-- Records excerpted from a collection --
+ + + +

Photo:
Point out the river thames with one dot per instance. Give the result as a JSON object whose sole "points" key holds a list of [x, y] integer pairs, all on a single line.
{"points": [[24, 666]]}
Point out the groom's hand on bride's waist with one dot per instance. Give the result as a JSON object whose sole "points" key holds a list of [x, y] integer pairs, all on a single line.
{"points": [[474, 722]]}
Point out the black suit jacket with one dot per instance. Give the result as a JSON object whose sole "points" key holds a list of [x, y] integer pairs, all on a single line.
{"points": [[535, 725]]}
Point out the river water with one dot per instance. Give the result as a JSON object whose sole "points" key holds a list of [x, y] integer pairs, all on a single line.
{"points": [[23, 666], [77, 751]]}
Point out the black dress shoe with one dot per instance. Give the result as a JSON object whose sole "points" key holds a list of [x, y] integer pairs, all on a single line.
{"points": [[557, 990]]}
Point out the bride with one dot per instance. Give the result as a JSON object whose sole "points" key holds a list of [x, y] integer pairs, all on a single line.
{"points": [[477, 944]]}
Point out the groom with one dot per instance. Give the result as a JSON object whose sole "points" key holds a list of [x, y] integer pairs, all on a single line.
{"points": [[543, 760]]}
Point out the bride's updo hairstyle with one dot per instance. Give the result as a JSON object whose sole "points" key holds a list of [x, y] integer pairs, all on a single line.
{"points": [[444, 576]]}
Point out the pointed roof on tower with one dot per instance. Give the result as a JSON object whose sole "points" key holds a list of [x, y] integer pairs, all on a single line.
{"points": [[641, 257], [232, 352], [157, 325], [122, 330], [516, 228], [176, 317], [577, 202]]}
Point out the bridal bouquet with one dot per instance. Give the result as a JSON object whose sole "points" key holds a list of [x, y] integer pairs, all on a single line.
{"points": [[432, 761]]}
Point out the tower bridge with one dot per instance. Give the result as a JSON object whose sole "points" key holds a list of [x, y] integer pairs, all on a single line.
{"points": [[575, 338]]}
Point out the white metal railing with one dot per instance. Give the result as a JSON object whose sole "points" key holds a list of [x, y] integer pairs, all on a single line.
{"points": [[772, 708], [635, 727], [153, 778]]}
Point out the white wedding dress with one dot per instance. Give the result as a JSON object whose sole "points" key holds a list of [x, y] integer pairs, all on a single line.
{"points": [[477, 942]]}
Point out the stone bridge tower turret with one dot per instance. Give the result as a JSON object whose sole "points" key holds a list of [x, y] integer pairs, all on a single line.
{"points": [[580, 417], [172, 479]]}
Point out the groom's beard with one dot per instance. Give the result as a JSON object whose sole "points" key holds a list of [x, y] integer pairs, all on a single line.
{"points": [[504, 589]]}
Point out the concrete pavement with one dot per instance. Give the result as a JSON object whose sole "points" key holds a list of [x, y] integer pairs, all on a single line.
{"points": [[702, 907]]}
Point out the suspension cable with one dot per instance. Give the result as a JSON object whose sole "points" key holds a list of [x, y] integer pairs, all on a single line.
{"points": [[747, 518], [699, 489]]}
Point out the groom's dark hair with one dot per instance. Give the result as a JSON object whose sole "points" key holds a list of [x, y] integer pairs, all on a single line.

+ + + +

-- WHAT YOU HAVE TO DO --
Only the line containing "Point out the concrete" and the lines after it, through the end of the data, should be copied, exactly as they are.

-- ANSWER SPACE --
Point out the concrete pavement with one dot per instance. Give the result as a JSON object whose sole "points" key holds a list of [x, y] integer pairs, all on a single line.
{"points": [[702, 907]]}
Point out the suspension cable with one dot per instance. Give the result as a JSON object whose sole "points" key holds a list of [x, y] integer pairs, all on a single line.
{"points": [[747, 518], [699, 489]]}
Point out the groom's dark hair with one dot per instance. Give the result as a JSON object whose sole "points" key holds a list of [x, y] integer pairs, all on a single line.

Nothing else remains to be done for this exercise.